Stored rows
........
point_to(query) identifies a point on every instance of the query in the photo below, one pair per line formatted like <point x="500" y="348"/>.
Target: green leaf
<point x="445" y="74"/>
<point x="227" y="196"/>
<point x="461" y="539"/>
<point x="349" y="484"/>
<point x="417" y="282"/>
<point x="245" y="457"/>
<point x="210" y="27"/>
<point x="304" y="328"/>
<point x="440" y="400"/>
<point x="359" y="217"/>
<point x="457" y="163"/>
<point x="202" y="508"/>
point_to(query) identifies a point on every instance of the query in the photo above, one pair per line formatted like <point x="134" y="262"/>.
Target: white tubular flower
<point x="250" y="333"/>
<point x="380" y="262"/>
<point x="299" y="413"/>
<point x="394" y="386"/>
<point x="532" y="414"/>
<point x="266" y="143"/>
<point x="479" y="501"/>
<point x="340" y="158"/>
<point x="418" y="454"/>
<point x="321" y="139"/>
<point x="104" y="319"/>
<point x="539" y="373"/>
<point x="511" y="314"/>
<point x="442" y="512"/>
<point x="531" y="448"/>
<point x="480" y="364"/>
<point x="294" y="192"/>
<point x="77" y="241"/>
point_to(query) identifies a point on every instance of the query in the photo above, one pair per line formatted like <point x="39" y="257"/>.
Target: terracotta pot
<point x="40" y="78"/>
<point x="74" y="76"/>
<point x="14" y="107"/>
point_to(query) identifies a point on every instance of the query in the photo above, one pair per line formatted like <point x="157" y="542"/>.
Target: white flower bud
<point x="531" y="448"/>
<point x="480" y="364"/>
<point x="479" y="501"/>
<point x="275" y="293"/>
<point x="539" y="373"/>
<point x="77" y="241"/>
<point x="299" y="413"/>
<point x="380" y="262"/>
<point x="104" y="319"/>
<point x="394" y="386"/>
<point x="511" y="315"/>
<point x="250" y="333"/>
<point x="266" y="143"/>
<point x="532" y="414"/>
........
Directions
Each record should come back exactly as written.

Completed exercise
point_to(query) identifies a point on every instance of the query in the photo below, one pair per line formatted like <point x="500" y="348"/>.
Target: green leaf
<point x="445" y="74"/>
<point x="227" y="196"/>
<point x="461" y="539"/>
<point x="349" y="484"/>
<point x="417" y="282"/>
<point x="245" y="457"/>
<point x="210" y="27"/>
<point x="304" y="328"/>
<point x="440" y="400"/>
<point x="359" y="217"/>
<point x="457" y="163"/>
<point x="202" y="508"/>
point_to(query) identifies a point on every instance of the query in the photo above, one pair per line formatted like <point x="134" y="262"/>.
Target: white tubular flower
<point x="250" y="333"/>
<point x="380" y="262"/>
<point x="299" y="413"/>
<point x="394" y="386"/>
<point x="532" y="414"/>
<point x="266" y="143"/>
<point x="479" y="501"/>
<point x="340" y="158"/>
<point x="418" y="454"/>
<point x="321" y="139"/>
<point x="104" y="319"/>
<point x="539" y="373"/>
<point x="511" y="314"/>
<point x="442" y="512"/>
<point x="531" y="448"/>
<point x="480" y="364"/>
<point x="294" y="192"/>
<point x="77" y="241"/>
point_to(query) identifies a point on every instance of the query in the photo above, one pair per line formatted like <point x="39" y="257"/>.
Target: terracotta pot
<point x="40" y="78"/>
<point x="74" y="76"/>
<point x="14" y="107"/>
point_to(query) identifies a point on every instance of the query in the photo above, one pair per line formatted like <point x="157" y="542"/>.
Target: white flower bud
<point x="531" y="448"/>
<point x="480" y="364"/>
<point x="479" y="501"/>
<point x="275" y="293"/>
<point x="539" y="373"/>
<point x="77" y="241"/>
<point x="299" y="413"/>
<point x="380" y="262"/>
<point x="104" y="319"/>
<point x="394" y="386"/>
<point x="511" y="315"/>
<point x="250" y="333"/>
<point x="266" y="143"/>
<point x="532" y="414"/>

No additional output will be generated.